◆ PROBLEM TO SOLVE:
Report how many lines in the items below contain the string "layer", matching case exactly. Give only the number.

[Dataset entries]
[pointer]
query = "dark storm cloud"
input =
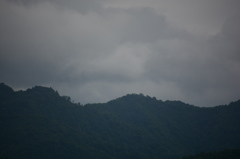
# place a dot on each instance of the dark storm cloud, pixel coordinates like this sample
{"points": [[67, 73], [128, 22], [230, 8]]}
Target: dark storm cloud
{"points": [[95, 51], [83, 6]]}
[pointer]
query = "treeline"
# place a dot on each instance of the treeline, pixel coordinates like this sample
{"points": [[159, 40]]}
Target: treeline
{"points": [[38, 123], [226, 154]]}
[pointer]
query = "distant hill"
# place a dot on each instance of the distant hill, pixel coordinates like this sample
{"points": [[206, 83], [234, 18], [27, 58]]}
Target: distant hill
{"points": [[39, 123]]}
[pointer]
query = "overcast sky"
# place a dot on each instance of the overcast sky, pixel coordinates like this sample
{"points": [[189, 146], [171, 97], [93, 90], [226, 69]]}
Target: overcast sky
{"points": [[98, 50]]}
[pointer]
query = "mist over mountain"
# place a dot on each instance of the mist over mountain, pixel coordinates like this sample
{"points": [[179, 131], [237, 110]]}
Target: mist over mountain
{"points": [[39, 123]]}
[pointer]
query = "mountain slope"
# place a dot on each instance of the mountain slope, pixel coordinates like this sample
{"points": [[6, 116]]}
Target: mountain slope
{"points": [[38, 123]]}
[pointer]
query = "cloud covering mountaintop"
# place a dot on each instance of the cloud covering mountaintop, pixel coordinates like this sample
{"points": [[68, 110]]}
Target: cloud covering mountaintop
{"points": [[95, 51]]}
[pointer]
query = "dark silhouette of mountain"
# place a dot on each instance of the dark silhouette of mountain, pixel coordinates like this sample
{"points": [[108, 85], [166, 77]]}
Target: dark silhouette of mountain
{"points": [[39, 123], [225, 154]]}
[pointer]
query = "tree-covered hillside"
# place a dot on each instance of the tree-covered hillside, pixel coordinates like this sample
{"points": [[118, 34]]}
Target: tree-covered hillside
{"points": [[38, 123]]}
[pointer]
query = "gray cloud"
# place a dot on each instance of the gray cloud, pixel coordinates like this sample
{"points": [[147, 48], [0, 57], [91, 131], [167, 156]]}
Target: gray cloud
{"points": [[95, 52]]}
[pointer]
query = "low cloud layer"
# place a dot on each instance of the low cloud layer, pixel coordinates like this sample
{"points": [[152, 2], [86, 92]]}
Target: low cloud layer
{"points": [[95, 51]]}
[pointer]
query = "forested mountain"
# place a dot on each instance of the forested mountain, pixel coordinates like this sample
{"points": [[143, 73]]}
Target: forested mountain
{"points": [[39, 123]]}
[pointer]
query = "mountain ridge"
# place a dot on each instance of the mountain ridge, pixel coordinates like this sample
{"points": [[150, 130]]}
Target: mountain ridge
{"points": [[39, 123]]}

...

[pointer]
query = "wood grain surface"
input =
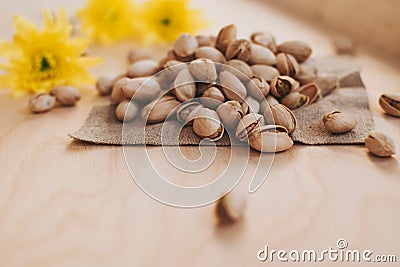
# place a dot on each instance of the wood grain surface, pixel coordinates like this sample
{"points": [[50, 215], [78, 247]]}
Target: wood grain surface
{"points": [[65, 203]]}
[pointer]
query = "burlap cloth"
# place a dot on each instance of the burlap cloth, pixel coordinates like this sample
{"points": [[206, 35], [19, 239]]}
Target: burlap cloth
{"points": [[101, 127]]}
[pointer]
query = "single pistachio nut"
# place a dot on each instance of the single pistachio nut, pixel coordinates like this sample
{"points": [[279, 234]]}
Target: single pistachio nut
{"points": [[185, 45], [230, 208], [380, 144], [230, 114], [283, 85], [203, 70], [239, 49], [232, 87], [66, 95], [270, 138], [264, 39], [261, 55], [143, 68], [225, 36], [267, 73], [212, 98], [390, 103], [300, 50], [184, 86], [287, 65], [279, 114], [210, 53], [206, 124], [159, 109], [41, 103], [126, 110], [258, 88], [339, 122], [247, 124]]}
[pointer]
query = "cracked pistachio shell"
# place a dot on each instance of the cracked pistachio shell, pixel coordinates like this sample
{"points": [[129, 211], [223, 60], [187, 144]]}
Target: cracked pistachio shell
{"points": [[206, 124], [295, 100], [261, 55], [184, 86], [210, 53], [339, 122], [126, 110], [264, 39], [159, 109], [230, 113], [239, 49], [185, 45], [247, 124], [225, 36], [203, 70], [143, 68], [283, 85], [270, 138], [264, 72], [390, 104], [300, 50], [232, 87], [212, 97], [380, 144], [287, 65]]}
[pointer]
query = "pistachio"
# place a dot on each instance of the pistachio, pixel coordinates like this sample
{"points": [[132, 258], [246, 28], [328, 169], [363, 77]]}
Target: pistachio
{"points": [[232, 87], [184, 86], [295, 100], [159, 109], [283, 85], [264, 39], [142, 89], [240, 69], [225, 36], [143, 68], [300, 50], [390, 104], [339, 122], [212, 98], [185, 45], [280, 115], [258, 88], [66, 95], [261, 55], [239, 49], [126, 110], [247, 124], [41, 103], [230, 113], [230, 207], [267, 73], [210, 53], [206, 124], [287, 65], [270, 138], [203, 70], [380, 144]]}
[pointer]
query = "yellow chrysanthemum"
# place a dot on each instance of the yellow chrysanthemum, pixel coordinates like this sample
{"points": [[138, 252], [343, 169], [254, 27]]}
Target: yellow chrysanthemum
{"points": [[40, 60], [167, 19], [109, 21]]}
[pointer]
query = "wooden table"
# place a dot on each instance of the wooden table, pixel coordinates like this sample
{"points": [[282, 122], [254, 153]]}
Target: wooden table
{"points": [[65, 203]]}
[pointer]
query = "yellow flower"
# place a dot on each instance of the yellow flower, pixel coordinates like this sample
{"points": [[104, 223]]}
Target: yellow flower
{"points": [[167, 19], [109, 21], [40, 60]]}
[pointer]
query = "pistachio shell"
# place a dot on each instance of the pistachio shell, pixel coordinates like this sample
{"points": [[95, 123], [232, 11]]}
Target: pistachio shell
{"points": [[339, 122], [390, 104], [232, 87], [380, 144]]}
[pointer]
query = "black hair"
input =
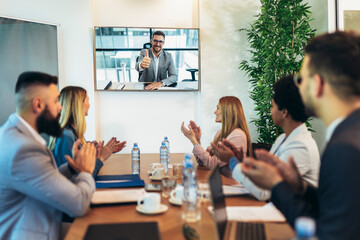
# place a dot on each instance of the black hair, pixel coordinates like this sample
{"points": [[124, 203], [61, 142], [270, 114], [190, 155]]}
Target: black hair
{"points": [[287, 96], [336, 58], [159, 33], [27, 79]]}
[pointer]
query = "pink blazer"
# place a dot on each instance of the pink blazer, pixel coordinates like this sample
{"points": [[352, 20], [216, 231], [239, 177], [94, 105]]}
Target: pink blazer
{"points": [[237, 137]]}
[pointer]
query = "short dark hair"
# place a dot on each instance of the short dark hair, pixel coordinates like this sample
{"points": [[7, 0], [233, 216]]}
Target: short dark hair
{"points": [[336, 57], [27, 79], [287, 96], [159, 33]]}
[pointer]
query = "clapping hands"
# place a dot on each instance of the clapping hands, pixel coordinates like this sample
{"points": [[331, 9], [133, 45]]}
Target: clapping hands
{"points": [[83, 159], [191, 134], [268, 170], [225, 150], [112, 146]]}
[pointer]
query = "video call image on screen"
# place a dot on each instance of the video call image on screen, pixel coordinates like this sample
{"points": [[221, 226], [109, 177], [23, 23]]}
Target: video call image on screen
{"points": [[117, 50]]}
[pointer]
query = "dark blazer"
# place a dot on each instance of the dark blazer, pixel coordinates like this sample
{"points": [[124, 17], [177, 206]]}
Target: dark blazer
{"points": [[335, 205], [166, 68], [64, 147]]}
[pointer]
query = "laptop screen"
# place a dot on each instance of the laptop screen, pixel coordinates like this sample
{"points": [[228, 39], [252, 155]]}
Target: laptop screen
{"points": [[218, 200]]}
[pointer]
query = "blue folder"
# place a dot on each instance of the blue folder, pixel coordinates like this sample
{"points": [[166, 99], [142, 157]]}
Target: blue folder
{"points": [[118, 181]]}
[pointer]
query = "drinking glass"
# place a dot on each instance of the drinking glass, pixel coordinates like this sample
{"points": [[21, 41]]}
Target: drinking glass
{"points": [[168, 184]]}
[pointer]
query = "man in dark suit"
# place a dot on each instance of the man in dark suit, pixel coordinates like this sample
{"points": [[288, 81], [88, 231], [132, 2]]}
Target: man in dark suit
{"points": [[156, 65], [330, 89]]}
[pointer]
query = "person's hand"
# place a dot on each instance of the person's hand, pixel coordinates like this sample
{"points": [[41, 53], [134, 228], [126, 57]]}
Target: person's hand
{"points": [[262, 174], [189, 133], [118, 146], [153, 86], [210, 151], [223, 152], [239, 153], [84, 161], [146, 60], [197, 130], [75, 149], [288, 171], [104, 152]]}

◆ THE OUTPUT:
3